Reading text ::
By Drew Demers | Sep.Oct.16

The landscape for commercial loans and bank-owned real estate sales has dramatically changed during the last two years. The era of bank failures and Federal Deposit Insurance Corporation takeovers is receding into the memories of the Great Recession. As domestic banks emerge from the downturn, new considerations face prospective buyers and sellers of distressed properties.

Since 2012, most variables have clearly trended upward in major markets. The FDIC’s 2015 first quarter report of insured institutions shows a nearly 7 percent increase in aggregate net income from 2014. Likewise, nearly two-thirds of institutions reported year-over-year growth in quarterly earnings. These trends are attributable to several factors, including the influx of foreign capital, EB-5 investment, and evolving regulatory and reporting requirements. Formerly downtrodden markets, such as Miami, have embraced an infusion of both capital and population, resulting in a rebound in property values, rental rates, and new project development.

Despite the outward signs of growth, uncertainties remain in our economic and political landscape. Many experts question whether the large and, in some cases, second-tier markets have become overzealous in their optimism.

Trends in the New Economy

The upward economic momentum has shown dramatic effects on secondary market sales. The most obvious of these variables is the stabilization or escalation in major market property values and the lengths at which note buyers must go to find value.

With banks today being simultaneously stronger and less desperate to offer discounts and quick fixes, distressed note buyers simply are having to work harder, search longer, and price higher for deals than before. Commercial banks and third-party purchasers are continuing to adapt to these trends and seek stronger footing.

Beyond rising commercial property values and rents, subtler factors have strengthened our markets. First, the judicial system today is usually better equipped to resolve a diminishing caseload of distressed commercial loans. Disputes are resolving more quickly now, while increasing property values fuel opportunities for refinancing.

Problems to work on ::
1. Condense the paragraph of the commercial lending article that begins "Since 2012, most variables" into a shorter version that keeps its main facts.
2. From the commercial lending article, pull out the part that opens with the words containing "Despite the outward" and closes with "to find value.".
The listing after this comes from a separate source.

Supplied material ::
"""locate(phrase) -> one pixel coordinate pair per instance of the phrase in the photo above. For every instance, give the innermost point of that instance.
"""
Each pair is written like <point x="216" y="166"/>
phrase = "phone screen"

Task-by-task answers ::
1. Since 2012, most variables in major markets have trended upward. The FDIC's first-quarter 2015 report showed aggregate net income up nearly 7 percent from 2014. Nearly two-thirds of institutions reported year-over-year growth in quarterly earnings. Causes include foreign capital, EB-5 investment, and changing regulatory and reporting rules. Once-struggling markets like Miami have gained capital and population, which has lifted property values, rents, and new development.

2.
Despite the outward signs of growth, uncertainties remain in our economic and political landscape. Many experts question whether the large and, in some cases, second-tier markets have become overzealous in their optimism.

Trends in the New Economy

The upward economic momentum has shown dramatic effects on secondary market sales. The most obvious of these variables is the stabilization or escalation in major market property values and the lengths at which note buyers must go to find value.